═════ Document
Since digital voice transmission provides independent transmission and receive paths, equivalent to a "4-wire" telephone, it need not be directly concerned with echo. However, acoustic echo may exist at one or both ends, and a voice protocol connection might be connected in tandem with a 2-wire transmisssion path, leading to hybrid echo. The silence threshold must be high enough to avoid detecting this echo as speech.
Etherphone 0 Transmission Protocol
The Etherphone 0 is an Alto I using an Auburn audio board. The VFS 0 is a Dorado running Pilot. The Etherphone 0 protocol permits real-time voice conversations between two Etherphone 0s, or an Etherphone and the Voice File Server.
Voice is digitized at 8000 samples per second. The samples are encoded in 8 bits using industry standard m-255 companding. When speech is detected, the Alto transmits 50 packets per second, each with 160 voice samples plus a sequence number indicating the sample number of the first sample of the packet. Since the samples are generated at a fixed 8000 Hz rate, this sequence number is equivalent to a timestamp.
Instrumentation
Since the voice transmission protocol does not retransmit lost packets, we are trying to engineer the system in such a way that it does not lose too many. Each packet has not only a sample number, but also a second sequence number indicating the number of packets which have been transmitted -- allowing the receiving station to accurately count lost packets.
Silence Detection
The Etherphone 0 audio microcode computes the sum of the upper 8 bits of the absolute value of the 12 bit linear encoded samples produced by the Auburn A/D converter before it converts them to the m-255 code. If this value, summed over a given 160 sample block, falls below a certain threshold, the input is deemed to be silent. After a certain number of consecutive silent blocks, the originating machine stops transmitting packets. By this means, typically half the required communications bandwidth is saved. Care must be taken, however, to set the number of consecutive packets before shutdown high enough to avoid the anoying effect of shutting down between very short pauses, such as those that occurr between words.
During a silence interval, the receiving station plays silence to the listener. After a silence interval, packets again begin to arrive at the receiving station. In order to account for jitter in the arrival of future packets, the very first packet is delayed by 10 milliseconds before it is played.
Delay
We have chosen to allow about 30 milliseconds between the time a particular sample is digitized at the originating station and the time at which it appears at the D/A converter of the receiving station. Two thirds of this delay, 20 milliseconds (or 160 sample times) is due to the packetization process. The component of jitter associated with access to the Ethernet is essentially zero, while the jitter associated with the scheduling of processes in the Alto I can be a few milliseconds.
══════════
═════ Data supplied
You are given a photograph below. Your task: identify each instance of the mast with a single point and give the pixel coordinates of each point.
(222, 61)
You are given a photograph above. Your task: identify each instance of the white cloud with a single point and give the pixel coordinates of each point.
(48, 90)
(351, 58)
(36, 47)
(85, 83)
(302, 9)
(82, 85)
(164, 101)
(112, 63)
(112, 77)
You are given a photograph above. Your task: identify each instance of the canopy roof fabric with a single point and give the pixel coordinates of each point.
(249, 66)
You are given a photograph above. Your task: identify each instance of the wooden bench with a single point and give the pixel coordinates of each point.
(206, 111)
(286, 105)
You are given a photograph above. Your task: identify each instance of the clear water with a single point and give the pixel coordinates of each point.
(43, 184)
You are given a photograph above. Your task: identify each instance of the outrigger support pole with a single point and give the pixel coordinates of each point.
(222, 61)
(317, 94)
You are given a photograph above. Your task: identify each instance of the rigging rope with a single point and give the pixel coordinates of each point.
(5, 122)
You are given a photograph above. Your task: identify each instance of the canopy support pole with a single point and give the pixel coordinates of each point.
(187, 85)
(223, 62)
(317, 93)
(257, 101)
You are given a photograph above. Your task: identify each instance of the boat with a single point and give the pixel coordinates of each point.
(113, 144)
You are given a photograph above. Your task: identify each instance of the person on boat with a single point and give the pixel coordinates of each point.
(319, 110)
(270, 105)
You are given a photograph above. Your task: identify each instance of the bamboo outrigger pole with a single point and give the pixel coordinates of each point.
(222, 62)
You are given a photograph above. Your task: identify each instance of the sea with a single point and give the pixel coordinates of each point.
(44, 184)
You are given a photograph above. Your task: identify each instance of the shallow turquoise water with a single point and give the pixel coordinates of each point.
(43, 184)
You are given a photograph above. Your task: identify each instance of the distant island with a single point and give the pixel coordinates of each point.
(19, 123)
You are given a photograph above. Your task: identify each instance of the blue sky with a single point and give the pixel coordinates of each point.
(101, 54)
══════════
> _Requirements_:
Decide whether each statement agrees with the Etherphone text, and answer yes or no, quoting the words from the text that settle it.
1. The Alto sends 50 packets per second when speech is detected.
2. The protocol retransmits lost packets.
3. Packetization accounts for 10 milliseconds of the delay.
Use only the Etherphone text for this, not the records.

> _Finished answer_:
1. Yes: "When speech is detected, the Alto transmits 50 packets per second"
2. No: "the voice transmission protocol does not retransmit lost packets"
3. No: "Two thirds of this delay, 20 milliseconds (or 160 sample times) is due to the packetization process."